PROBLEM STATEMENT. Word for word, copy out the data below, omitting pictures.

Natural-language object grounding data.
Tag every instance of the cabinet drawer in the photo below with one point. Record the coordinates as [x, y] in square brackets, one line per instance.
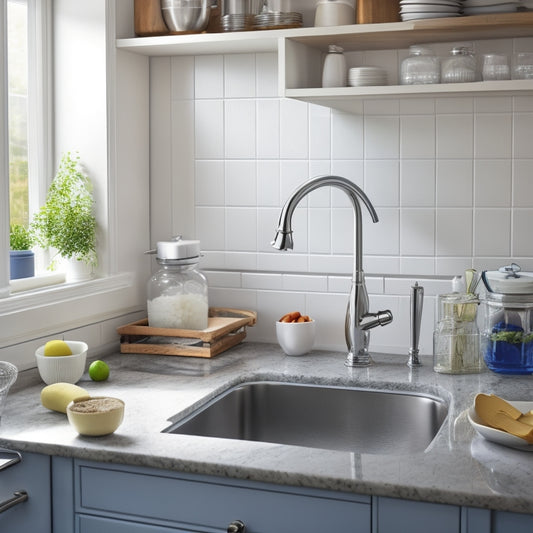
[393, 516]
[31, 474]
[161, 497]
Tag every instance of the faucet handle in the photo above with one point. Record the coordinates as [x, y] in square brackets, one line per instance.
[417, 301]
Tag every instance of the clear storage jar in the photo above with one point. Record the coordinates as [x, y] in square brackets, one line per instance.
[460, 67]
[456, 337]
[421, 67]
[177, 292]
[507, 333]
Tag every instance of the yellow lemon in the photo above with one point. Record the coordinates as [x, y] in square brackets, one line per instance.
[57, 348]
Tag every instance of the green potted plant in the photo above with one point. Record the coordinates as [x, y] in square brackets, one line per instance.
[21, 256]
[66, 222]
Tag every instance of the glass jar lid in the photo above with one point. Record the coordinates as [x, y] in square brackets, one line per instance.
[178, 250]
[508, 280]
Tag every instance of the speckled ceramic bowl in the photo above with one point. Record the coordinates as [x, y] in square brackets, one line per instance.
[96, 416]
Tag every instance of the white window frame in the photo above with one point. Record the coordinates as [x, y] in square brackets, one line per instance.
[119, 288]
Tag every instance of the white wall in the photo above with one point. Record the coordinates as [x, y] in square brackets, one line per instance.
[451, 179]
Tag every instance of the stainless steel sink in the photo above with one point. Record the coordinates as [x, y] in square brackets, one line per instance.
[334, 418]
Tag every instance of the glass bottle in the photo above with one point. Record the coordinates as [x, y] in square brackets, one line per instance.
[334, 73]
[456, 337]
[177, 292]
[421, 67]
[460, 67]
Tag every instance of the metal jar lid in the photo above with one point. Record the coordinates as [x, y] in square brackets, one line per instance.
[509, 280]
[177, 249]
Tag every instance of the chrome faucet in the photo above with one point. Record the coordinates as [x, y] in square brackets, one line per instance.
[359, 321]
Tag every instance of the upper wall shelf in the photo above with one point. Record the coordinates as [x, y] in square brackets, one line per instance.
[354, 37]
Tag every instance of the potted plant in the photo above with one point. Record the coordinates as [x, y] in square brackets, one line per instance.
[21, 256]
[66, 222]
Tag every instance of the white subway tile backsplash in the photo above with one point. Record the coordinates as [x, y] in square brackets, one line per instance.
[241, 228]
[522, 128]
[454, 232]
[239, 76]
[417, 232]
[522, 241]
[417, 137]
[492, 232]
[522, 186]
[455, 183]
[239, 129]
[268, 178]
[209, 129]
[209, 182]
[417, 183]
[241, 183]
[319, 132]
[492, 178]
[266, 75]
[382, 182]
[382, 137]
[268, 137]
[347, 136]
[208, 76]
[294, 130]
[493, 135]
[455, 136]
[450, 179]
[182, 72]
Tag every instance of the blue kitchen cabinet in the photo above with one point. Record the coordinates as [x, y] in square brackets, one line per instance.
[110, 498]
[24, 473]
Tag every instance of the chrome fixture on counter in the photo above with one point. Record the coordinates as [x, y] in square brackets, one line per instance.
[417, 302]
[358, 319]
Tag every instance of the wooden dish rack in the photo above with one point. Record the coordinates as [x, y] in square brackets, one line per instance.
[226, 328]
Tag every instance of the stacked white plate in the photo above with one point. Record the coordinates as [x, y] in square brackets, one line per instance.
[482, 7]
[367, 76]
[427, 9]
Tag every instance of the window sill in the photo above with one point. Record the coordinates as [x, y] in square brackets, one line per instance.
[35, 314]
[36, 282]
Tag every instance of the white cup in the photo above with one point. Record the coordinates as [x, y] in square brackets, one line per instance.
[334, 13]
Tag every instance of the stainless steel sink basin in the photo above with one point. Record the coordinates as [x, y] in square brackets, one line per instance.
[334, 418]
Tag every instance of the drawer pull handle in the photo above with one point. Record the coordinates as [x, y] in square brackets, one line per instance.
[19, 496]
[236, 527]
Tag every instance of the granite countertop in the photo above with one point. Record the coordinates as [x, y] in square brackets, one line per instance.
[459, 467]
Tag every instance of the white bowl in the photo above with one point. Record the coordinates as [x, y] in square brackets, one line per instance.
[62, 368]
[296, 338]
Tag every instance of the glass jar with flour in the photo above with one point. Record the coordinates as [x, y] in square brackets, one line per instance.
[177, 292]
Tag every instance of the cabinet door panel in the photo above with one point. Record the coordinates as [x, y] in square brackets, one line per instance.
[404, 516]
[152, 495]
[93, 524]
[511, 522]
[31, 474]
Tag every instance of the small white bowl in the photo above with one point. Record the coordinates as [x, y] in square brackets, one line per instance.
[296, 338]
[62, 368]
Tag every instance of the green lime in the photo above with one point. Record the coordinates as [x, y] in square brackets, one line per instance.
[98, 371]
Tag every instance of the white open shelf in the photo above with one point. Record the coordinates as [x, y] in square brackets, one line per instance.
[300, 53]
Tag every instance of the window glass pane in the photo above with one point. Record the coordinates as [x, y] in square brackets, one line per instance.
[17, 16]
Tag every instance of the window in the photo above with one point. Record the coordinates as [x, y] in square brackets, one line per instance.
[17, 48]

TASK ANSWER.
Tag every instance of the cabinet drawer in the photo below with one point. Record the coordinates as [x, y] in square brackets, one line per instance.
[393, 516]
[31, 474]
[161, 497]
Tag every instance of the faucet handle in the photo above with one point. Record the coordinates as [x, y] in square brackets, one line per instance.
[417, 301]
Tag every instance of the clear storage jar in the photo above with one point. Record the coordinates as [x, y] in square brackets, one line per instance.
[460, 67]
[456, 337]
[421, 67]
[177, 292]
[507, 333]
Tag every instance of the yellow lemon in the photo above with one point. Record the coordinates as [x, y] in square brackets, one line per instance.
[57, 348]
Tag every instance of the green potted plant in the photo above with one point. Record the coordinates as [x, y] in square brackets, one line per instance.
[21, 256]
[66, 222]
Tag every instance of the glass jar lid in the photo above with one point. Record the coordinates as [x, y] in square brackets, one line per instance.
[178, 250]
[508, 280]
Tag every instance of the speckled ceramic bowl in the photo above with one point. Record the coordinates as [x, y] in square brackets, one line per instance.
[96, 416]
Tag every instance of the white window frame in the photo above with one point. Record the coordinates as [x, y] in square brackets, one line per instance.
[119, 288]
Tag every instance of the white wall in the photo above with one point. Record the coordinates as [x, y] in square brackets, one line per instance.
[451, 179]
Tag every instance of the stainless steel sink in the photo above with one point. Record the coordinates as [x, y] in square brackets, one line per instance.
[334, 418]
Tag every instance of the glass bottle in the photo above with one point. Record the coordinates as [x, y] in square brackets, one line per instance.
[334, 73]
[456, 337]
[177, 292]
[421, 67]
[460, 67]
Tag every instance of the metal jar lid in the photo above with one point. Record the coordinates as [x, y] in square brackets, one line per instance.
[509, 280]
[177, 249]
Tag every instance of the chrome faucet in the photo above with one point. Record the coordinates as [x, y] in square brackets, one line per instance.
[359, 321]
Tag every instance of the upper wall shelf in the photo above with one point. Record the coordinates as [x, y] in square brackets, one line per instance.
[354, 37]
Tag every instance of the potted plant in the photo above with one point. Record the coordinates as [x, y] in square brackets, one line per instance.
[21, 256]
[66, 222]
Tag every instance of the white subway tile backsplash in the photo above with one point. Record the coordinates as [x, y] in square brackets, one line per instance.
[241, 228]
[522, 128]
[454, 232]
[239, 76]
[417, 232]
[522, 241]
[417, 137]
[492, 232]
[522, 186]
[455, 183]
[239, 129]
[268, 178]
[209, 129]
[209, 182]
[417, 183]
[241, 183]
[319, 132]
[492, 178]
[266, 75]
[382, 182]
[382, 137]
[268, 137]
[347, 136]
[208, 76]
[294, 130]
[493, 135]
[455, 136]
[450, 179]
[182, 72]
Tag every instance of the blue kitchen cabinet in the photo above with one point. Record the coordinates as [x, y] in square brackets, one line per instance.
[110, 498]
[24, 473]
Tag every instance of the chrome fixture on counter in the photo above with one point. Record the coordinates as [x, y] in square brackets, one line per instance.
[417, 302]
[358, 319]
Tag every instance of the wooden dish rack in the photo above with one point. Record the coordinates as [x, y] in square brackets, one line per instance.
[226, 328]
Tag every instance of the stacked white plate in the photo above with one point. Record the coordinates as [x, y] in square brackets, one line per instance.
[482, 7]
[367, 76]
[427, 9]
Tag every instance of the window sill in the photo above with one point. Record the coordinates as [x, y] in square brackets, one line per instance.
[35, 314]
[36, 282]
Tag every instance of the white cup in the photo above with one point. Record the coordinates as [x, y] in square brackets, one line per instance.
[334, 13]
Tag every instance of the stainless steel sink basin in the photo above with one point. Record the coordinates as [x, y] in square brackets, one line per instance.
[334, 418]
Tag every instance of the drawer pull handle in the photo above with one point. Record the coordinates as [x, y] in square brackets, one line per instance.
[19, 496]
[236, 527]
Tag every instance of the granite countertop in the photo above with one point. Record the coordinates as [x, y] in square brackets, one line per instance.
[459, 467]
Tag every instance of the white bowl in the photo above with one point. Record the coordinates as [x, y] in square brackets, one line per instance.
[62, 368]
[296, 338]
Tag every instance of the glass jar with flour in the photo above with one point. Record the coordinates as [x, y] in square brackets, one line per instance.
[177, 292]
Tag every instance of the cabinet door panel in the photo above with one point. Record the coordinates as [x, y] in square brackets, one line per instance.
[404, 516]
[152, 495]
[93, 524]
[511, 522]
[31, 474]
Tag every instance of the small white bowl in the photo above with one point. Record the coordinates as [x, y] in square brackets, one line per instance.
[296, 338]
[62, 368]
Tag every instance of the green lime in the photo above with one point. Record the coordinates as [x, y] in square brackets, one line per instance.
[98, 371]
Tag every instance of the white open shelf in the photo above with one point. Record the coordinates as [x, y] in square brackets, one line per instance.
[300, 53]
Tag every instance of the window glass pane in the photo above with one point. Record the coordinates as [x, y] in square brackets, one line per instance.
[17, 16]
Tag every instance of the window in the photo above with one point. Record the coordinates as [x, y] in square brackets, one line per instance.
[17, 48]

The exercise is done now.